--- START ---

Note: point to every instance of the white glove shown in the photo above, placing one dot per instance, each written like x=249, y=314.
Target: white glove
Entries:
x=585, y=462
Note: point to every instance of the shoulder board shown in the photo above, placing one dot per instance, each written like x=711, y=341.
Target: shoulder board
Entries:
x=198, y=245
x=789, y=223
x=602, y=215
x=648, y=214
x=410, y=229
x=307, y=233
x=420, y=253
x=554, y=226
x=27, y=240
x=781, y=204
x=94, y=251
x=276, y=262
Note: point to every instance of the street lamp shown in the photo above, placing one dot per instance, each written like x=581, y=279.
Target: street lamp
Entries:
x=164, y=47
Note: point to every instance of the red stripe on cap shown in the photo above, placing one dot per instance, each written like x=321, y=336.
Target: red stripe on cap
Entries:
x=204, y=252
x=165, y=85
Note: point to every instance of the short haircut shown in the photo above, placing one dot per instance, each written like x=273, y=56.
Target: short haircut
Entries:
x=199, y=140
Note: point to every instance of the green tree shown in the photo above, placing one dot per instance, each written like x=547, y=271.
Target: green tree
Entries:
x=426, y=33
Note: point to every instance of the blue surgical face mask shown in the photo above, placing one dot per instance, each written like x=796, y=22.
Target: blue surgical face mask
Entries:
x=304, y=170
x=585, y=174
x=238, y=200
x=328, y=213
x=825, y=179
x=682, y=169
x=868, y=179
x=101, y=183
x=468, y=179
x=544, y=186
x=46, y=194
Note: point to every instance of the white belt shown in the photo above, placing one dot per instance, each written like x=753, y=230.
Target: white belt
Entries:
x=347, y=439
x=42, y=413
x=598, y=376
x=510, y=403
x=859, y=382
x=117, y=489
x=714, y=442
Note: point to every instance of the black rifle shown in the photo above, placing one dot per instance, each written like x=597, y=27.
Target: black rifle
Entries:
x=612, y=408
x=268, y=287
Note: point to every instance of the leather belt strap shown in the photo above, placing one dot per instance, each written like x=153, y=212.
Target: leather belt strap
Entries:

--- END ---

EXERCISE GOAL:
Rescale the entries from the line with "Note: point to every instance of the street" up to and including the line with "x=164, y=47", writing out every one of those lines again, the Note line included. Multiply each answer coordinate by 0.35 and round to the nearest whole number, halves up, but leave the sample coordinates in the Note line unchanged.

ANSWER TO THIS TASK:
Note: point to every instance of the street lamp shown in the photo above, placing one dot per instance, each written like x=581, y=279.
Target: street lamp
Entries:
x=57, y=16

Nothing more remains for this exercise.